Your objective
Transcribe exactly the line that contains "Locate every instance of the cross" and each line that comes after it in the material, the last line included, and nothing more.

Dataset
== Segment start ==
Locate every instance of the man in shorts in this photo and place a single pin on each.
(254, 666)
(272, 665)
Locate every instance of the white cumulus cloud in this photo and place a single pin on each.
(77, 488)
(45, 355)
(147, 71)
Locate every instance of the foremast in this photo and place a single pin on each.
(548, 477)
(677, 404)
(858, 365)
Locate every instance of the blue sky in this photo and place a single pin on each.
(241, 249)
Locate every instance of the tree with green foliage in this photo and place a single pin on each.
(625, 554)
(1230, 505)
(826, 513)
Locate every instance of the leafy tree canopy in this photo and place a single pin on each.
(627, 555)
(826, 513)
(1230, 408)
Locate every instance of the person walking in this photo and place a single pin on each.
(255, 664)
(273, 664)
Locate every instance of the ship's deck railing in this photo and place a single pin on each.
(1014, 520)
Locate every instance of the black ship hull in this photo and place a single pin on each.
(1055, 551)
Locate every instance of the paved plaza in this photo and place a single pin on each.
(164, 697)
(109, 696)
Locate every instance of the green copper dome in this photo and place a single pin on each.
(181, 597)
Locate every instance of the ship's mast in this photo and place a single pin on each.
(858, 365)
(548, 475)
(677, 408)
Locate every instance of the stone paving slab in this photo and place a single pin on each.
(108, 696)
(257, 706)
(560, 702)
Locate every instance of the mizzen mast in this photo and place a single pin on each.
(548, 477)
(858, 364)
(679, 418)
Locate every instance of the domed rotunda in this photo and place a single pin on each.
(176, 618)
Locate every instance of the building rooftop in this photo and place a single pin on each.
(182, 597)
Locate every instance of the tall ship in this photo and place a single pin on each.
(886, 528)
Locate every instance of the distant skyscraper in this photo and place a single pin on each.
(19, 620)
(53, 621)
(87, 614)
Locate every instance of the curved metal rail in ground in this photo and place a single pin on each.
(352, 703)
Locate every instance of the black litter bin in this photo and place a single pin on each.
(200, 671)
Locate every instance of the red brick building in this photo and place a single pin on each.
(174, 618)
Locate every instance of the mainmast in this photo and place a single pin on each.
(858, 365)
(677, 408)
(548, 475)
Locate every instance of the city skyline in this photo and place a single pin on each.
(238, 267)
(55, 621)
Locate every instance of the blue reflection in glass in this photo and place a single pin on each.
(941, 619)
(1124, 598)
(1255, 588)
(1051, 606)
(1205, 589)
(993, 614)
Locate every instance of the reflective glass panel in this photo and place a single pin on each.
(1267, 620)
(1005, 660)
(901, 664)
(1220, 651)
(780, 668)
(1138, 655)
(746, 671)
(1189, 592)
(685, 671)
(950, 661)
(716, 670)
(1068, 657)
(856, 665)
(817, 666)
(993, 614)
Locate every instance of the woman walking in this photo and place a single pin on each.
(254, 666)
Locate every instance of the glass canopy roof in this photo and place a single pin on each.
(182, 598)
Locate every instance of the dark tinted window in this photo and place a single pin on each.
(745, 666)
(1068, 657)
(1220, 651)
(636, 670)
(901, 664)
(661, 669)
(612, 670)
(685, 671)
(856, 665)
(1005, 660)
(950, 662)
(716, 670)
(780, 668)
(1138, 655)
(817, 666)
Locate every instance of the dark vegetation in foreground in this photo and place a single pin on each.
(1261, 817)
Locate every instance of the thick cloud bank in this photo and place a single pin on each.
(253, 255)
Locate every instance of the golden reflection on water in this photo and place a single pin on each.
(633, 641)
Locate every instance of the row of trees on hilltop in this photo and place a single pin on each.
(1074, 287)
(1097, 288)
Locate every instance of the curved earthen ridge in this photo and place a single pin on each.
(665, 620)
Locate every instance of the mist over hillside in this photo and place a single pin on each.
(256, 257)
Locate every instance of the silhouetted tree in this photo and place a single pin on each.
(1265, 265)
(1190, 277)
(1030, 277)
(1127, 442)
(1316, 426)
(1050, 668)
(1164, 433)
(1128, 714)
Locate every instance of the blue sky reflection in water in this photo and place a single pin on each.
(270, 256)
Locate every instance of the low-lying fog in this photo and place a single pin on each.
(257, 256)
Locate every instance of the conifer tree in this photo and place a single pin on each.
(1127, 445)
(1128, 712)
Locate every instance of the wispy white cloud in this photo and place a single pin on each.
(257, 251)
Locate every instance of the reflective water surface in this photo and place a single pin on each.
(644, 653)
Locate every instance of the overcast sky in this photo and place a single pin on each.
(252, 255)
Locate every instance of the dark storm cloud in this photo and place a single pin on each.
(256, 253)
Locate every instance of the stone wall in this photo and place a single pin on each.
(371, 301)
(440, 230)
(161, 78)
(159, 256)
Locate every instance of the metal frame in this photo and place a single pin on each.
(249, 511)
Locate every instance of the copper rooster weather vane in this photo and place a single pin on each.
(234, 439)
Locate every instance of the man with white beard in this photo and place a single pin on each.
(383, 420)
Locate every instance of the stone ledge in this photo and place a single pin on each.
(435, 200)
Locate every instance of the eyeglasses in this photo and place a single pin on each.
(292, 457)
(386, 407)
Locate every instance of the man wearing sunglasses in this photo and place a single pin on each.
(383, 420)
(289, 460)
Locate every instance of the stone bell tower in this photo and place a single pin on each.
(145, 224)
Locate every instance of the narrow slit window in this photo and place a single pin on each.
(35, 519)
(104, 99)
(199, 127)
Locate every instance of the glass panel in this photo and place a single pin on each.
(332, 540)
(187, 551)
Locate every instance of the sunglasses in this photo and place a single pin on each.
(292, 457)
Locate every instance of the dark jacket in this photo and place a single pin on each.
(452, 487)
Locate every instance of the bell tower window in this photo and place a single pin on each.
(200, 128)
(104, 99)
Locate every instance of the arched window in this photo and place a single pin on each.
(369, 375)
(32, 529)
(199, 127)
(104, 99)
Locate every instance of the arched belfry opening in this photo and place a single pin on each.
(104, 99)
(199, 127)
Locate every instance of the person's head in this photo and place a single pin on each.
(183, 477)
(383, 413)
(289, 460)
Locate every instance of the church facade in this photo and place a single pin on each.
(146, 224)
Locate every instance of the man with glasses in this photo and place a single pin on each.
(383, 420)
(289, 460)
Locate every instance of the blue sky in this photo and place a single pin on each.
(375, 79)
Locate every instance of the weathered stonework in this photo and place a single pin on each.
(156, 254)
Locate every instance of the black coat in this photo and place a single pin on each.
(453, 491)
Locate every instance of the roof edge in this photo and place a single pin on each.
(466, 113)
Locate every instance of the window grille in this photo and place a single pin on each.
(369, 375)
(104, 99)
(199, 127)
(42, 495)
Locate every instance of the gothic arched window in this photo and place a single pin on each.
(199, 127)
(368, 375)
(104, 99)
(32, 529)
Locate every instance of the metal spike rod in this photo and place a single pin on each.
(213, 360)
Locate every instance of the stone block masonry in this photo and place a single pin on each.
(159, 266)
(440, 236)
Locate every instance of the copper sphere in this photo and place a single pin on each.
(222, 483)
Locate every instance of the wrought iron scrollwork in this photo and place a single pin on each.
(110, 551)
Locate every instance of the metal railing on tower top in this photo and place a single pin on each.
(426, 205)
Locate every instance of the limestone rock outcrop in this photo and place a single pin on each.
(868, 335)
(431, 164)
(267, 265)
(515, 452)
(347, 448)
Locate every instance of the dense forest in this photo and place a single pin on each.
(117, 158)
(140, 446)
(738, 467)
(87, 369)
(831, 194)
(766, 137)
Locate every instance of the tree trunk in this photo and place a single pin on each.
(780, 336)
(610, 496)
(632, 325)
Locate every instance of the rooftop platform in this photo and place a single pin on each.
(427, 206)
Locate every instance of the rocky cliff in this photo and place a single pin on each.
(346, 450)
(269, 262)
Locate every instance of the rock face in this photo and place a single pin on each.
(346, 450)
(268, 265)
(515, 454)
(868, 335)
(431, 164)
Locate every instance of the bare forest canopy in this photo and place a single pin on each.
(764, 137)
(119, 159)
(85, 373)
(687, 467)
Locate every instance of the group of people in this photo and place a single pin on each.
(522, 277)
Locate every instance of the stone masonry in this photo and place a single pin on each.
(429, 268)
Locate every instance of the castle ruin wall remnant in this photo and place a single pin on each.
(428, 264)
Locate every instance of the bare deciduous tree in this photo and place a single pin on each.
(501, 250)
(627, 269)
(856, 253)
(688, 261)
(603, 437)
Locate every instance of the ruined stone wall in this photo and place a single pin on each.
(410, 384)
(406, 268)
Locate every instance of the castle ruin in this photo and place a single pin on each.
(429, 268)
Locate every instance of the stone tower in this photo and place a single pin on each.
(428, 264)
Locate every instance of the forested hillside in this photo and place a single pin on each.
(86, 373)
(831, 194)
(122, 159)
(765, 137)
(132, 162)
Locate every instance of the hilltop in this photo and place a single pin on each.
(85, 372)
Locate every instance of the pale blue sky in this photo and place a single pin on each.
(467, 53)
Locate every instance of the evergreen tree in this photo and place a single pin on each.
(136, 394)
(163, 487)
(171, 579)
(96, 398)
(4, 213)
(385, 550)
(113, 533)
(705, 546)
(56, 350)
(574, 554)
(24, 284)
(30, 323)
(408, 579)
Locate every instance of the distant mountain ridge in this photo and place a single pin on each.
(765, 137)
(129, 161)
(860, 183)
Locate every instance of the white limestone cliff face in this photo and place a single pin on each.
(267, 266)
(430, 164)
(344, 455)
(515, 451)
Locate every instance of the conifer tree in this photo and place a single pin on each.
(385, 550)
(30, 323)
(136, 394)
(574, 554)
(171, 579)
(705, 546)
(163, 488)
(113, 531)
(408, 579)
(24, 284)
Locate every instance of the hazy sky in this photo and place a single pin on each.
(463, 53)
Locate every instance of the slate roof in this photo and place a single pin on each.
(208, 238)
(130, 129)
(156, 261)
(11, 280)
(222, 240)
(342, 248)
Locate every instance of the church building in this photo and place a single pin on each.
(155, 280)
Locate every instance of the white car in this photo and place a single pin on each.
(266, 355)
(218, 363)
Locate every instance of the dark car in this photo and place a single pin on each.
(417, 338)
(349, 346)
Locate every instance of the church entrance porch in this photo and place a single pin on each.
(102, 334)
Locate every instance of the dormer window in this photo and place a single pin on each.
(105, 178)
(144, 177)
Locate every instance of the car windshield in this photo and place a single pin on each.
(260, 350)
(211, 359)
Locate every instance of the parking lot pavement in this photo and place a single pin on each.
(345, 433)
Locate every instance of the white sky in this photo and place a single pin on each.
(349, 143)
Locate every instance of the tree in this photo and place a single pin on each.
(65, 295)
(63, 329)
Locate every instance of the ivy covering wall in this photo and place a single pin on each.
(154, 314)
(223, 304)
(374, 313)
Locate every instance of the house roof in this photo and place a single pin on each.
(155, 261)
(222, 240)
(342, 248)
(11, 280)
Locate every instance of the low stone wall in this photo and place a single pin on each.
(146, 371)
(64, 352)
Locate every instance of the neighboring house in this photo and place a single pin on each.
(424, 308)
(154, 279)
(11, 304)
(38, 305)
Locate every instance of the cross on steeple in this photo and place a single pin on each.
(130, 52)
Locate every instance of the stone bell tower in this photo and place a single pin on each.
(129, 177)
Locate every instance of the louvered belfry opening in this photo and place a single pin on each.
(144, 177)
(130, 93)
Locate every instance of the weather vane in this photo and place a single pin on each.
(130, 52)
== Segment end ==
Reply to the exercise
Locate every instance of the cross on steeple in this photo and place a single pin on each.
(130, 52)
Locate every instance of the stone bell tower in this photo and place a single pin on each.
(129, 177)
Locate every instance of the louvered belfry opening in this photo and place a single pin on each.
(144, 177)
(130, 93)
Locate every instance of the weather vane in this photo and place a single pin on each.
(130, 52)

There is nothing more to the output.